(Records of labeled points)

+--

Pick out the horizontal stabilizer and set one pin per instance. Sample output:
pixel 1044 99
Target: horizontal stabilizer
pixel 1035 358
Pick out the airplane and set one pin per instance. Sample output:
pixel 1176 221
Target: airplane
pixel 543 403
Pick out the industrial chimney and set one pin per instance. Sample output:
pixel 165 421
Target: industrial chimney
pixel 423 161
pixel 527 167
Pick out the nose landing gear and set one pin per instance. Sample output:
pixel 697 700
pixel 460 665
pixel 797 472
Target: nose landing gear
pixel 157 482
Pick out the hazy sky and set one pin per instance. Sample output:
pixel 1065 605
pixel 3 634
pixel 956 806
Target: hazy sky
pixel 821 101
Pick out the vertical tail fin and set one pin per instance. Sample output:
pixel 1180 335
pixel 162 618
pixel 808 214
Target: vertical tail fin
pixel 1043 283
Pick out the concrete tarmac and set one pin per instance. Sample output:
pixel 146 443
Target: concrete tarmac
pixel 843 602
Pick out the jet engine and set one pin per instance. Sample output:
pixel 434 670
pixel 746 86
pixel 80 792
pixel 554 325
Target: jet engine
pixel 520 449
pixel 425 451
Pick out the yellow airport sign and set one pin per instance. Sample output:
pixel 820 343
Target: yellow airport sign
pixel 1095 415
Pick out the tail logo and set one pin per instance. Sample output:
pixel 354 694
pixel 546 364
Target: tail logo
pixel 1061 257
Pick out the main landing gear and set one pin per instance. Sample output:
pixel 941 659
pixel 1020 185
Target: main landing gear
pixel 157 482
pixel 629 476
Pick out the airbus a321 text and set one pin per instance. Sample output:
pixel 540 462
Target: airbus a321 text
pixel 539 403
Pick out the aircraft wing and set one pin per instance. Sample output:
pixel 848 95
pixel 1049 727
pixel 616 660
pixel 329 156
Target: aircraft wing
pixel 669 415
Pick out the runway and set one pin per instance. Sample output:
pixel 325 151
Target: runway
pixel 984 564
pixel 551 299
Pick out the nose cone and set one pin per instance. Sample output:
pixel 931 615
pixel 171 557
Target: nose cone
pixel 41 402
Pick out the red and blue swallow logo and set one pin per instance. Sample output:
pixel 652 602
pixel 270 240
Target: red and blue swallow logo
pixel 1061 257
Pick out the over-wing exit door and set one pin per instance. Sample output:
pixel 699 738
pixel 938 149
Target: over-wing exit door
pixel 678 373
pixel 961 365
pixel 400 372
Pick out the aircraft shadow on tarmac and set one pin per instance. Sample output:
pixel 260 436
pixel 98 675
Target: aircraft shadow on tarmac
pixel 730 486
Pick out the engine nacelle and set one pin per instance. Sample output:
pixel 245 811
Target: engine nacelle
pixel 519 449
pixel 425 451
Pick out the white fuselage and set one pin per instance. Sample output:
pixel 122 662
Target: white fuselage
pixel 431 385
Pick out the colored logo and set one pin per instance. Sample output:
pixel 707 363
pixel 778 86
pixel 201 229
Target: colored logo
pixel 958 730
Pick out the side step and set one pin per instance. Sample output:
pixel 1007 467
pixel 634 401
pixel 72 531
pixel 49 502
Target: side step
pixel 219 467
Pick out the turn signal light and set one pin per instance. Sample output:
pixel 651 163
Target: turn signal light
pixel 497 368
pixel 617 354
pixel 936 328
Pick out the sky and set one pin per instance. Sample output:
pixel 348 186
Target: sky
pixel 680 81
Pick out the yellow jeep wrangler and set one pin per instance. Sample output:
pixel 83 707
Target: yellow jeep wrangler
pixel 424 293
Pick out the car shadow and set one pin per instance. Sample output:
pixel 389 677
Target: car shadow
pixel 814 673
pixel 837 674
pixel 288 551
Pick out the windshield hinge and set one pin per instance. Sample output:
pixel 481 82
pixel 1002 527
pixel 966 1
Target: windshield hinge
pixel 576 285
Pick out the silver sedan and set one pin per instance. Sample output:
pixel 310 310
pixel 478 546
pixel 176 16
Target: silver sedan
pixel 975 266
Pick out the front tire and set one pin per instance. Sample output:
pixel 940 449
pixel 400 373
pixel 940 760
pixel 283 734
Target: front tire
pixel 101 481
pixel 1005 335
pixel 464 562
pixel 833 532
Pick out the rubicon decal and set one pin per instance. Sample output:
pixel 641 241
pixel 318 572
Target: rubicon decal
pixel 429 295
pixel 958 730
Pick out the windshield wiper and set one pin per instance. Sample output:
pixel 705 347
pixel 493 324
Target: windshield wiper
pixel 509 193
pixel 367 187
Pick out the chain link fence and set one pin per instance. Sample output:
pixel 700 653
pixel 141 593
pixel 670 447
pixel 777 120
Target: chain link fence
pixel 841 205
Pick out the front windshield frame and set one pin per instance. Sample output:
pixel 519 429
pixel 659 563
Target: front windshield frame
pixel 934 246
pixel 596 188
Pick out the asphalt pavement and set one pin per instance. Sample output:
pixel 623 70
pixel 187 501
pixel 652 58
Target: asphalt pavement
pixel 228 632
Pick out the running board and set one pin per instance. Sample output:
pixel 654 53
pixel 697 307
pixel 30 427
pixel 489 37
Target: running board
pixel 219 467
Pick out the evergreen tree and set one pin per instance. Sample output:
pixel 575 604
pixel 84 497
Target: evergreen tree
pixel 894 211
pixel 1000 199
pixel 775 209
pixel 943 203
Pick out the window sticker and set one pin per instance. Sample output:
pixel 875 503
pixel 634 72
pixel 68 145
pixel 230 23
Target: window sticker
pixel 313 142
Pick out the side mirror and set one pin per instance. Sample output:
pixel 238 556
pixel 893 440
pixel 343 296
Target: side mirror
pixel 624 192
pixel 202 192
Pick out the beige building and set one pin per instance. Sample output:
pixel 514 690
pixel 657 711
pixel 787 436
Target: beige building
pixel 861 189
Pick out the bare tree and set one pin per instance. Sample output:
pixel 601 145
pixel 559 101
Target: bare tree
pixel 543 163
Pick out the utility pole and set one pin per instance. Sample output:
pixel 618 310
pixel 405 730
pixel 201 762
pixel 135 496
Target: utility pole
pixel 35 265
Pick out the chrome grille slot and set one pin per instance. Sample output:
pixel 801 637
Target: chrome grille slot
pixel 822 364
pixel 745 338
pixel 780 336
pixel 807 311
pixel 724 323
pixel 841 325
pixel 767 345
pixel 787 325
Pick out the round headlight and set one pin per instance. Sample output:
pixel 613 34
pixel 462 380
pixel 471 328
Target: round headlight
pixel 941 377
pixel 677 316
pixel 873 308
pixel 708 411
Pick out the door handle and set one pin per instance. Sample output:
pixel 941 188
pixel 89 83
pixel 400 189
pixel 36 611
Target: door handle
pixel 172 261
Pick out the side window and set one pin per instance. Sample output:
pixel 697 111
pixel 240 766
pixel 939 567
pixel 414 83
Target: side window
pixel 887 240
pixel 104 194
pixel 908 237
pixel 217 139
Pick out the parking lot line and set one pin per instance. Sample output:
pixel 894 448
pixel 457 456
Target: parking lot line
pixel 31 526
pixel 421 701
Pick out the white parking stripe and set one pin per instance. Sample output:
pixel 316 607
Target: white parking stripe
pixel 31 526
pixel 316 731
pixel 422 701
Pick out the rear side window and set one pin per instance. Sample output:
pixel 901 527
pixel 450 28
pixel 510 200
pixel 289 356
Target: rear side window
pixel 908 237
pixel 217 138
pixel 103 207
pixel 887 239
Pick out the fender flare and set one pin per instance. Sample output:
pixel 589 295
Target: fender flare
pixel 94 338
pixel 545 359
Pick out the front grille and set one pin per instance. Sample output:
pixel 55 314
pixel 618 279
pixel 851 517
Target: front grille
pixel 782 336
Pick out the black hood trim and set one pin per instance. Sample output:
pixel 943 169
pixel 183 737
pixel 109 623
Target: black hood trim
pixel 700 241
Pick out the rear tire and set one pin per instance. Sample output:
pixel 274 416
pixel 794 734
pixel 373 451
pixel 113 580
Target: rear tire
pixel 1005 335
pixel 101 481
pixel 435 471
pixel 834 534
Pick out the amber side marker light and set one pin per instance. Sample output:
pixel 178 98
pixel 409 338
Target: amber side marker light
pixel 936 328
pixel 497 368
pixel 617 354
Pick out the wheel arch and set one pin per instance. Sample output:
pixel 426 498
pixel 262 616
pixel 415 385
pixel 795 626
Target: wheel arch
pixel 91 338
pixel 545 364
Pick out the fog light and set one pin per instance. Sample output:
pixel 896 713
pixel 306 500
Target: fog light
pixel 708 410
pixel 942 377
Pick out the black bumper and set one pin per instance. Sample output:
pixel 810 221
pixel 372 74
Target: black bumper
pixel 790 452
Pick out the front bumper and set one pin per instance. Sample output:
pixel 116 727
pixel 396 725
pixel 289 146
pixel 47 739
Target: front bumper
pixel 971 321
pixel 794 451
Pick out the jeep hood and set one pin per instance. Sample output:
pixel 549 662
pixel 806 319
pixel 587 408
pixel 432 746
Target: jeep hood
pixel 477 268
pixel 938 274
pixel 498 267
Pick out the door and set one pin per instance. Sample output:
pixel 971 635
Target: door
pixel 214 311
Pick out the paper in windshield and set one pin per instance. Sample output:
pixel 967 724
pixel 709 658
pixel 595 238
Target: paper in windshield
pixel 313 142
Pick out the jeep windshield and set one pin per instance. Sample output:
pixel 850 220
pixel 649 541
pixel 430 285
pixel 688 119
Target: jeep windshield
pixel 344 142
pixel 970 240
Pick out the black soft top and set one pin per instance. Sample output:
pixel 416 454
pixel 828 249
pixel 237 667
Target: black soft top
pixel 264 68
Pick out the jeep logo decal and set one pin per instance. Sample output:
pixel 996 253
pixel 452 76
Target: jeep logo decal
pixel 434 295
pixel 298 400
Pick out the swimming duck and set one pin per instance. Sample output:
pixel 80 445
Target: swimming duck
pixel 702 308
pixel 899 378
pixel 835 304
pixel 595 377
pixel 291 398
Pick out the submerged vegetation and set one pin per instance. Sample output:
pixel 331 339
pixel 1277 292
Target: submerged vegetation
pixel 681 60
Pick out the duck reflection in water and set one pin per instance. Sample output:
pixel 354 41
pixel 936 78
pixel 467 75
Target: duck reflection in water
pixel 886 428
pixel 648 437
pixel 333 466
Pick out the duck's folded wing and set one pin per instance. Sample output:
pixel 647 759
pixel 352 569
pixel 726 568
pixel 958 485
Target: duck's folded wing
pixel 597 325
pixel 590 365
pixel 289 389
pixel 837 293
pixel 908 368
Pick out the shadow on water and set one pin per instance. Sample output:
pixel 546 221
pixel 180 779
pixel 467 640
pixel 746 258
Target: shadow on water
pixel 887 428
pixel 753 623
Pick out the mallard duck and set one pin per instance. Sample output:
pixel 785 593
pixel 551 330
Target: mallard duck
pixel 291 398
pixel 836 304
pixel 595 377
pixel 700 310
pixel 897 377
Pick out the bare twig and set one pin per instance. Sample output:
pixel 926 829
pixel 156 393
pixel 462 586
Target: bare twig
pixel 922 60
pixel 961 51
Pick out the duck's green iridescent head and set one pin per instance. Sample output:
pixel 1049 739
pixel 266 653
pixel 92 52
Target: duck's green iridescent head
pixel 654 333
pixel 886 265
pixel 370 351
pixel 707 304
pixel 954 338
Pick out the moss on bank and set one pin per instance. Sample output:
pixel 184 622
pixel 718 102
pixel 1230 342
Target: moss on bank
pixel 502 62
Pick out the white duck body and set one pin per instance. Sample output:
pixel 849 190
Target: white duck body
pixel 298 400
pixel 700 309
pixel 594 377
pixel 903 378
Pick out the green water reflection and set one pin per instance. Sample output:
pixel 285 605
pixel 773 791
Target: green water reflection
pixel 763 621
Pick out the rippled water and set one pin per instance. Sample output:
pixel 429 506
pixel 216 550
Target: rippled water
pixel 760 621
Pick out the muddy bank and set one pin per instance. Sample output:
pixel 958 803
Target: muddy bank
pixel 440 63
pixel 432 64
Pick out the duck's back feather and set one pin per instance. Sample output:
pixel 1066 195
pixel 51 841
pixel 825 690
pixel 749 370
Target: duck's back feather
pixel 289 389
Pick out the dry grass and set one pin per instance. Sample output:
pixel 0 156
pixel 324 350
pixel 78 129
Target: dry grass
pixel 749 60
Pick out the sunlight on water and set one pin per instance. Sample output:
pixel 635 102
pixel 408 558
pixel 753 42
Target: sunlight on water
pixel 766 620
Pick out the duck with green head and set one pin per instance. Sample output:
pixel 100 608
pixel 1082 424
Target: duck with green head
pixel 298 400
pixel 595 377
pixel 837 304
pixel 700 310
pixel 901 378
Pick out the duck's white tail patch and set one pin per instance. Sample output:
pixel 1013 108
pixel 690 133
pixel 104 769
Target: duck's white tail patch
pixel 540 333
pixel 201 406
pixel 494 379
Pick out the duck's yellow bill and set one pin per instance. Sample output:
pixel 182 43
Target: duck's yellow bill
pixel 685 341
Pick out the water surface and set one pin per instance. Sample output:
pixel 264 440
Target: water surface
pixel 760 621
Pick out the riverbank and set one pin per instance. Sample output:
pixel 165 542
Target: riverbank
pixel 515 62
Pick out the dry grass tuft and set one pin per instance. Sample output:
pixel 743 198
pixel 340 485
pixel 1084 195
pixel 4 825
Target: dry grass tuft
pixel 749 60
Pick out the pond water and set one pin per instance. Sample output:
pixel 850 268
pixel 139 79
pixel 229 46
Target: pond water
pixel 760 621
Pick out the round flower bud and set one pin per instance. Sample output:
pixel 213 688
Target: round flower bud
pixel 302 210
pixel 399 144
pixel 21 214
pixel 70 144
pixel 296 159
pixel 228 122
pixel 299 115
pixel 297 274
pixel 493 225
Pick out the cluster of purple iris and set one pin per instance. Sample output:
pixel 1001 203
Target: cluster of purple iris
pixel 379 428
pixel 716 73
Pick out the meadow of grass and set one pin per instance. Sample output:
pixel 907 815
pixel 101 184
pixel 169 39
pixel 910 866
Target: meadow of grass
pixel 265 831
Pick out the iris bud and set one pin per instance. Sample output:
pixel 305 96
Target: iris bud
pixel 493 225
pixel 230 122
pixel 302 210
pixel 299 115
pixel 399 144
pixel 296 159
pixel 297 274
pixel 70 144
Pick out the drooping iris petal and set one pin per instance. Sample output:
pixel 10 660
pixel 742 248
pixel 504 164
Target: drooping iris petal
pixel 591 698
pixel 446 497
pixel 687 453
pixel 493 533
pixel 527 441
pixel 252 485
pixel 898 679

+--

* **EXERCISE**
Rewrite the items from the line with "Pick out the duck's green" to the line with "pixel 903 378", swapping "Sample output" for "Example output" and leaving everything else as it is. Give back only those lines.

* **COMPLETE RESPONSE**
Pick out the duck's green iridescent head and set one pin per instance. Example output:
pixel 1049 739
pixel 266 653
pixel 92 52
Target: duck's green iridescent head
pixel 654 333
pixel 886 265
pixel 370 351
pixel 707 304
pixel 954 338
Pick out the moss on bank and set one pin per instance. Example output:
pixel 184 622
pixel 718 102
pixel 1230 342
Target: moss on bank
pixel 502 62
Pick out the white duck body and set one pin per instance. Example output:
pixel 849 190
Target: white duck body
pixel 298 400
pixel 700 309
pixel 594 377
pixel 903 378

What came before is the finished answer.